Render every line of the records below as a numbered list, skipping any blank lines. Leave the pictures out of your answer.

### Available data
-- -- --

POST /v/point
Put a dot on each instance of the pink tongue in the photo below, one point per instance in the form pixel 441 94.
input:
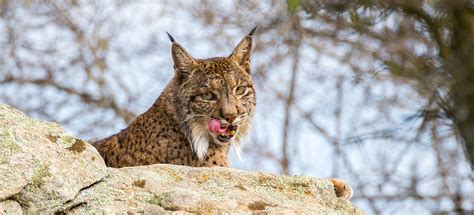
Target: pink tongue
pixel 214 126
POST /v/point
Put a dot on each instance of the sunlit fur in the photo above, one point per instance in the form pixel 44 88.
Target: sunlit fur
pixel 175 129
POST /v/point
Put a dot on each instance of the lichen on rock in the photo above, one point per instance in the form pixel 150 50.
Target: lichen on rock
pixel 44 170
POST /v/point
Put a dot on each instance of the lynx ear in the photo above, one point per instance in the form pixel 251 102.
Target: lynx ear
pixel 241 53
pixel 183 61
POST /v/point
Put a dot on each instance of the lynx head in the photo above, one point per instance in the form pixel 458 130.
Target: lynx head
pixel 214 98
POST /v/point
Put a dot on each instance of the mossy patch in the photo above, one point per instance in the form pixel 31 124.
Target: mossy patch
pixel 258 205
pixel 8 146
pixel 41 173
pixel 139 183
pixel 66 141
pixel 52 137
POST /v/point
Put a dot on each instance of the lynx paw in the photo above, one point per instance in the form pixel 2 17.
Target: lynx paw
pixel 342 188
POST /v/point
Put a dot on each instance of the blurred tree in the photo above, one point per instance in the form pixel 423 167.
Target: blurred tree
pixel 428 42
pixel 407 58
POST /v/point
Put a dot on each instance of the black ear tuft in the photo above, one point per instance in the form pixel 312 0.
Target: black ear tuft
pixel 170 37
pixel 253 30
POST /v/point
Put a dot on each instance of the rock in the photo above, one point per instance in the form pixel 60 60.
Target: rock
pixel 43 170
pixel 41 166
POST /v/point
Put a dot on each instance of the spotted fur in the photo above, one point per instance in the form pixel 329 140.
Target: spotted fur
pixel 174 130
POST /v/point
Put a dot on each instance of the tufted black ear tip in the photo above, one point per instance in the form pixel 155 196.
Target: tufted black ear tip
pixel 253 30
pixel 170 37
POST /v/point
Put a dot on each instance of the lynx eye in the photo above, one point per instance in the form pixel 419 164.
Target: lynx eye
pixel 240 90
pixel 209 96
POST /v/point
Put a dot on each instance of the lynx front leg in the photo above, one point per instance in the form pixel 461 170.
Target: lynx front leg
pixel 342 188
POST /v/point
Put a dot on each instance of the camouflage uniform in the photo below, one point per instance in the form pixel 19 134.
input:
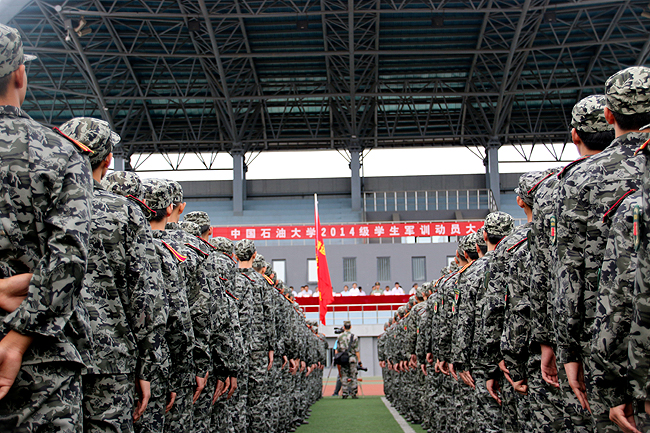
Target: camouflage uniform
pixel 123 293
pixel 586 197
pixel 45 213
pixel 348 341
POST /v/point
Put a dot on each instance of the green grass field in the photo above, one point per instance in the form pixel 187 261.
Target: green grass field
pixel 367 414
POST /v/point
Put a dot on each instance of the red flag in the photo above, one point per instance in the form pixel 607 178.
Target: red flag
pixel 324 282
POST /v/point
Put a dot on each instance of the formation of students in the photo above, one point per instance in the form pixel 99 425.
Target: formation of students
pixel 543 327
pixel 119 317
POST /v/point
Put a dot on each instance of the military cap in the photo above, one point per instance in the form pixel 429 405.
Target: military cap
pixel 479 238
pixel 588 115
pixel 528 183
pixel 200 218
pixel 191 228
pixel 223 245
pixel 466 244
pixel 259 261
pixel 94 133
pixel 499 223
pixel 11 55
pixel 157 193
pixel 129 185
pixel 628 91
pixel 177 192
pixel 245 249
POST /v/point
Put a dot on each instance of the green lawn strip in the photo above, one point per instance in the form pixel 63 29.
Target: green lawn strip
pixel 366 414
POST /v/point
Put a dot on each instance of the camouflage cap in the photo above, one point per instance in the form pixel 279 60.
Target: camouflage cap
pixel 94 133
pixel 245 249
pixel 177 192
pixel 157 193
pixel 499 223
pixel 259 261
pixel 192 228
pixel 466 244
pixel 528 183
pixel 588 115
pixel 11 56
pixel 628 91
pixel 128 184
pixel 223 245
pixel 479 238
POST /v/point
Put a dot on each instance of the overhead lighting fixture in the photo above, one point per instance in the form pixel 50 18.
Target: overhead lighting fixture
pixel 302 23
pixel 549 17
pixel 193 25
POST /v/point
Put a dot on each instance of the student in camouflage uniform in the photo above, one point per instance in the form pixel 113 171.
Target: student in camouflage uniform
pixel 350 343
pixel 45 212
pixel 123 294
pixel 177 373
pixel 584 200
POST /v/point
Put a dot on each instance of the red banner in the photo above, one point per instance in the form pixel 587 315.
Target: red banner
pixel 341 231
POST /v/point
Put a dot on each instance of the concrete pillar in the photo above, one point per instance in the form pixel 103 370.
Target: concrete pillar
pixel 238 184
pixel 492 169
pixel 355 186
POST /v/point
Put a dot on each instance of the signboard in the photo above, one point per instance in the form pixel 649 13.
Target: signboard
pixel 351 231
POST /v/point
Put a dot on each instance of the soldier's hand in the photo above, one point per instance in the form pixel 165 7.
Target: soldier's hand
pixel 270 366
pixel 221 388
pixel 576 377
pixel 623 416
pixel 200 384
pixel 170 401
pixel 233 387
pixel 13 291
pixel 493 388
pixel 143 389
pixel 12 348
pixel 549 366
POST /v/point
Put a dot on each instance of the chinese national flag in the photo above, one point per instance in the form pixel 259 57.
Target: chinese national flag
pixel 324 283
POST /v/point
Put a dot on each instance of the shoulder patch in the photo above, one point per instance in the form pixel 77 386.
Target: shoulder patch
pixel 569 166
pixel 80 145
pixel 615 206
pixel 199 250
pixel 181 258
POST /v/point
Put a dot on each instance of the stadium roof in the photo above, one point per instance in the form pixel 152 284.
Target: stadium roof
pixel 239 76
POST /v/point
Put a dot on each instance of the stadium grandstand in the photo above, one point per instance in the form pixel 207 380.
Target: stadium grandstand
pixel 191 80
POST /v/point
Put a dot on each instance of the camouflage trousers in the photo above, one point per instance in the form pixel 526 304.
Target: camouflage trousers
pixel 546 402
pixel 45 397
pixel 181 416
pixel 349 379
pixel 108 402
pixel 488 412
pixel 203 407
pixel 257 406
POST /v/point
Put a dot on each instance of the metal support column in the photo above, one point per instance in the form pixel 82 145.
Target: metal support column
pixel 492 169
pixel 355 167
pixel 238 184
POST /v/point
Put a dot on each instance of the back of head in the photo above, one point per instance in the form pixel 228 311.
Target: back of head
pixel 94 133
pixel 628 97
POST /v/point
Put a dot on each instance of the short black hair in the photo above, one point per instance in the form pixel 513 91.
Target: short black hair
pixel 4 84
pixel 159 215
pixel 493 239
pixel 631 121
pixel 597 140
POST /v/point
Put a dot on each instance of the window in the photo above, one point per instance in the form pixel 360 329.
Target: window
pixel 419 268
pixel 279 267
pixel 312 271
pixel 350 269
pixel 383 268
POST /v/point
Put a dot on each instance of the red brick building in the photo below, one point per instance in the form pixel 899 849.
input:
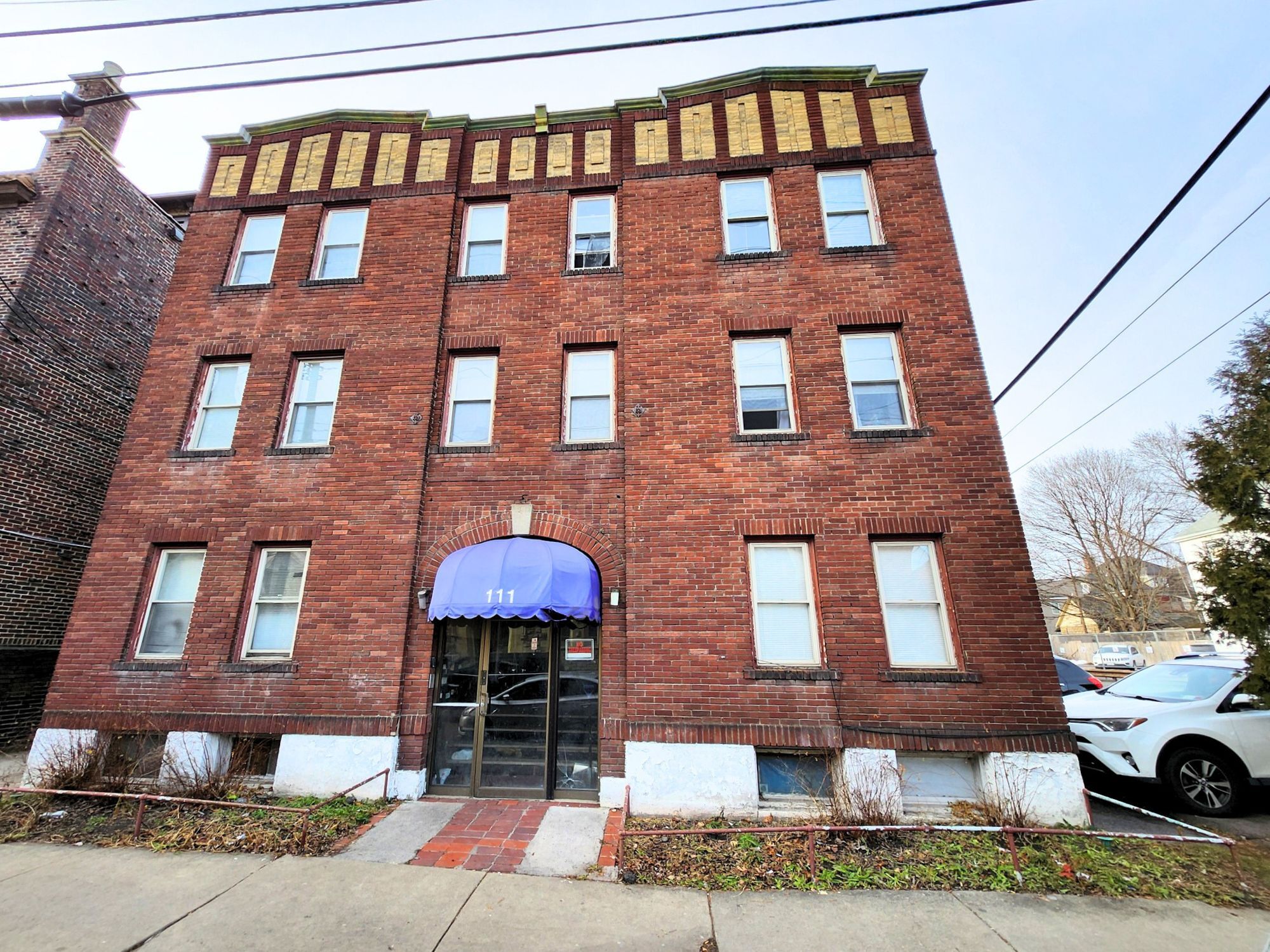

-- -- --

### Answer in full
1. POST /v/point
2. Put a dot on each instance of the pink tongue in the photo below, one point per instance in the form pixel 441 94.
3. input:
4. Target: pink tongue
5. pixel 214 126
6. POST /v/point
7. Put a dot on each instance of the sunlit fur in the photo above, one point per instance in the form pixel 44 88.
8. Target: sunlit fur
9. pixel 175 129
10. POST /v/point
11. Put a dot on each instance of the lichen on rock in the photo above, one point per instance in the form pixel 150 50.
12. Target: lichen on rock
13. pixel 44 170
14. POST /v/point
15. Put a dot on each instance of the lynx ear in the photo above, one point per instance in the form pixel 251 102.
16. Target: lynx ear
17. pixel 241 53
18. pixel 183 61
19. POST /v/point
20. Put a dot on each instance of the lynx head in the photo above, one point per instance in the form pixel 458 130.
21. Target: lynx head
22. pixel 214 98
23. POST /v/point
24. Put a dot on each instance of the mossy patch in the photo above, one point per instance in the form pixel 31 124.
25. Target: mossy patch
26. pixel 258 205
27. pixel 8 146
28. pixel 41 173
29. pixel 139 183
30. pixel 66 141
31. pixel 52 137
32. POST /v/point
33. Put a dot on each instance of the lynx paw in the photo above, one point per instance in the form pixel 2 17.
34. Target: lynx paw
35. pixel 342 188
36. POST /v/point
37. Put a dot on each instance of the blurred tree in the photo above, one point per instance in the form pixel 423 167.
38. Target: blurred tree
39. pixel 428 42
40. pixel 407 58
41. POST /v/point
42. Put a dot on each instance of the black ear tuft in the photo above, one point per instance in the form pixel 312 0.
43. Target: black ear tuft
44. pixel 170 37
45. pixel 253 30
46. POST /v/point
47. Put a dot on each instance of the rock in the photo above, one point per instance in the form pixel 60 60.
48. Target: rock
49. pixel 43 170
50. pixel 41 166
51. POST /v/point
52. Put a dot on each instance of the spotted fur in the photo above, one point per instance in the form pixel 329 140.
53. Target: spotted fur
54. pixel 174 130
55. POST /v/point
56. Put a dot on each instance of the tufted black ear tip in the photo above, one point per instance in the form pixel 155 196.
57. Target: tufted black ear tip
58. pixel 253 30
59. pixel 170 37
60. POST /v/point
61. Put a dot on each instance of the lynx eye in the photo above, one point per instance in the form pixel 419 164.
62. Target: lynx eye
63. pixel 240 90
64. pixel 209 96
65. POST /v/point
66. Put a dot on each instance of the lynx front leg in the photo above, one point per instance in the form pixel 461 170.
67. Target: lynx front leg
68. pixel 342 188
69. POST /v/point
70. Put a dot on each instance of the camouflage uniform in the photo below, one point per instance in the form pixel 19 134.
71. input:
72. Target: camouflage uniform
73. pixel 123 293
74. pixel 586 197
75. pixel 45 213
76. pixel 348 341
77. POST /v/point
78. Put a dot on each instance of the green grass field in the photo above, one point per instance in the form pixel 187 261.
79. Target: green grass field
80. pixel 367 414
81. POST /v/point
82. Put a dot on each instance of the red flag in the photo above, one point per instance in the form pixel 607 178.
83. Target: red flag
84. pixel 324 282
85. POST /v/point
86. Put a dot on each instance of the formation of students in the photo above, one point per instance in the form pixel 99 425.
87. Target: formation of students
88. pixel 543 327
89. pixel 119 317
90. POST /v/point
91. Put a dot on each instance of the military cap in the photo above, one point per instance in the form pixel 429 405.
92. Target: military cap
93. pixel 479 238
94. pixel 588 115
95. pixel 528 183
96. pixel 200 218
97. pixel 191 228
98. pixel 223 245
99. pixel 466 244
100. pixel 259 261
101. pixel 94 133
102. pixel 499 223
103. pixel 11 55
104. pixel 157 193
105. pixel 129 185
106. pixel 628 91
107. pixel 177 192
108. pixel 245 249
109. POST /v/point
110. Put a dot on each instance of the green lawn strip in the photo above, one point per instance in the form pixel 63 29.
111. Target: green lawn strip
112. pixel 366 414
113. POST /v/point
114. Put a dot on each instance of the camouflage cap in the photo above, one point per instance in the form pixel 279 60.
115. Target: camouflage cap
116. pixel 94 133
117. pixel 245 249
118. pixel 177 192
119. pixel 157 193
120. pixel 499 223
121. pixel 259 261
122. pixel 192 228
123. pixel 466 244
124. pixel 528 183
125. pixel 588 115
126. pixel 11 56
127. pixel 628 91
128. pixel 128 184
129. pixel 223 245
130. pixel 479 238
131. POST /v/point
132. Put a dot on each instance of the overhead lighting fixture in the photo above, one point per instance in the form pixel 50 18.
133. Target: overhead lighting fixture
134. pixel 302 23
135. pixel 549 17
136. pixel 193 25
137. POST /v/point
138. Put a dot on each instance of the student in camouflage uniform in the photo above, one point per instance in the form pixel 113 171.
139. Target: student in camouflage uniform
140. pixel 350 343
141. pixel 45 212
142. pixel 123 294
143. pixel 177 373
144. pixel 584 200
145. POST /v/point
146. Put a dot on each instance of the red banner in the photo above, one point per instance in the form pixel 587 315.
147. Target: red banner
148. pixel 341 231
149. POST /v/point
150. Put a dot on each instance of the concrete pillar in the photo above, one point per instance in the form pixel 103 370.
151. Target: concrete pillar
152. pixel 238 184
153. pixel 492 169
154. pixel 355 186
155. POST /v/point
156. Put a dot on each instance of the signboard in the photo above, one point per instance in the form pixel 649 13.
157. Target: signboard
158. pixel 351 231
159. POST /v/point
160. Put a dot on each instance of the soldier's hand in the photo above, one point per instance in the form pixel 165 7.
161. Target: soldier's hand
162. pixel 270 366
163. pixel 221 388
164. pixel 576 377
165. pixel 623 416
166. pixel 200 384
167. pixel 170 401
168. pixel 233 387
169. pixel 13 291
170. pixel 493 388
171. pixel 143 389
172. pixel 12 348
173. pixel 549 366
174. POST /v/point
175. Put a dot on each instance of the chinese national flag in the photo above, one point per instance in the form pixel 259 57.
176. Target: chinese national flag
177. pixel 324 283
178. POST /v/point
179. Put a dot on each instance of the shoulder patch in the photo above, one point per instance in the form pixel 77 386.
180. Target: shoulder patch
181. pixel 569 166
182. pixel 80 145
183. pixel 615 206
184. pixel 199 250
185. pixel 181 258
186. POST /v/point
187. Put a dot on each instance of the stadium roof in the photo above, one point per instance in the form pixel 152 284.
188. Target: stadium roof
189. pixel 239 76
190. POST /v/point
191. Put a dot on each instance of the stadium grandstand in the photo above, one point per instance in the form pixel 207 380.
192. Target: stadium grandstand
193. pixel 191 80
194. POST /v/point
195. Put a dot on each instance of the camouflage trousers in the photo above, one point per instance in the form pixel 526 304.
196. Target: camouflage trousers
197. pixel 546 402
198. pixel 45 397
199. pixel 181 416
200. pixel 349 379
201. pixel 108 402
202. pixel 488 412
203. pixel 203 407
204. pixel 257 406
205. POST /v/point
206. Put a dot on each instance of the metal support column in the photo above, one point per instance in the form pixel 82 145.
207. Target: metal support column
208. pixel 492 169
209. pixel 355 167
210. pixel 238 184
211. POST /v/point
212. Put a dot on each instance of the back of head in the photo above, one point per instance in the form pixel 228 311.
213. Target: back of head
214. pixel 94 133
215. pixel 628 97
216. POST /v/point
217. Put a dot on each instance of the short black hair in the photo above, one point per instance in the form pixel 513 91.
218. Target: short black hair
219. pixel 4 84
220. pixel 159 215
221. pixel 493 239
222. pixel 631 121
223. pixel 597 140
224. POST /v/point
225. Put a dot on each instance of the window in the photo above, one point per instance in the form pixel 360 329.
226. Target: window
227. pixel 419 268
228. pixel 279 267
229. pixel 312 271
230. pixel 350 269
231. pixel 383 268
232. POST /v/point
233. Put a dot on each instance of the red brick building in the photo below, one point per instance in the form pixel 899 849.
234. input:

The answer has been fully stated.